• **WORK INSTRUCTIONS**:
A - In the diesel engine passage, swap "cylinders" for "chambers" and write out the text starting with "In order for" and going on through "is 14.5 to 1.".
B - According to the diesel engine passage, what is the average compression ratio?
C - Do these statements agree with the diesel engine passage? Answer yes or no for each, and quote the deciding words. (i) Diesel fuel oils cost more than petrol. (ii) The fuel is injected into the cylinder as a spray under high pressure. (iii) Large cylinders have a compression ratio of about 20 to 1.

• **SUPPLIED PASSAGE**:
>> begin
Diesel engines burn fuel oils, which require less refining and are cheaper than higher-grade fuels such as petrol. During the combustion process, the stored chemical energy in the fuel is converted to thermal, or heat, energy. The temperature in each cylinder rises as high as 2,480 °C and creates pressures of about 100 kilograms per square centimetre. The pressure pushes against the tops of the pistons, forcing them to the other end of their cylinders. The pistons are connected by a rod or other suitable connecting mechanism to a crankshaft which they turn. In this way, a diesel engine supplies rotary power to drive vehicles and other kinds of machines.

In order for the compressed air inside the cylinders to ignite the fuel, it must have a certain temperature. The degree to which the temperature of the air rises depends on the amount of work done by the piston in compressing it. This work is measured in terms of the ratio between the volume of uncompressed air and the volume of the air after it is compressed. The compression ratio necessary to ignite the fuel depends on the size of the engine's cylinders. In large cylinders, the compression ratio is about 13 to 1. For small cylinders, it may be as high as 20 to 1. The average is 14.5 to 1.

Near the end of the piston's compression stroke, the fuel is injected into a cylinder. In order to have the fuel and air mix well, the fuel is injected under high pressure as a spray. Combustion usually starts just before the piston ends its compression stroke. The power of diesel engines can be increased by supercharging. This is the technique of forcing air under pressure into the cylinders.
>> end
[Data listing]
>> begin
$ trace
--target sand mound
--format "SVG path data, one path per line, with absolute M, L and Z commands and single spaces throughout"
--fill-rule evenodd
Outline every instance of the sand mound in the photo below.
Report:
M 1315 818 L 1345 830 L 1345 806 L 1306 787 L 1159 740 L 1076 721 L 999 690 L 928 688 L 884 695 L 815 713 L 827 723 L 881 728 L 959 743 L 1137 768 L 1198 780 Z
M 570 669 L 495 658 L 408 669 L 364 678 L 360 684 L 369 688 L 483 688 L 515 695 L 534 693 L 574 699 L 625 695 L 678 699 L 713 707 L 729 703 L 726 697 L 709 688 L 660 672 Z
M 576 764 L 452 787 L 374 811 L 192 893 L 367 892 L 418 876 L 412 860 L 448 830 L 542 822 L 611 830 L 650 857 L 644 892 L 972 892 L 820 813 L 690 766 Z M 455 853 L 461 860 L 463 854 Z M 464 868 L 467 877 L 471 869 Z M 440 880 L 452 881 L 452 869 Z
>> end
• **TASK-BY-TASK RESULTS**:
A -
In order for the compressed air inside the chambers to ignite the fuel, it must have a certain temperature. The degree to which the temperature of the air rises depends on the amount of work done by the piston in compressing it. This work is measured in terms of the ratio between the volume of uncompressed air and the volume of the air after it is compressed. The compression ratio necessary to ignite the fuel depends on the size of the engine's chambers. In large chambers, the compression ratio is about 13 to 1. For small chambers, it may be as high as 20 to 1. The average is 14.5 to 1.

B - 14.5 to 1

C -
(i) No: "are cheaper than higher-grade fuels such as petrol"
(ii) Yes: "the fuel is injected under high pressure as a spray"
(iii) No: "In large cylinders, the compression ratio is about 13 to 1"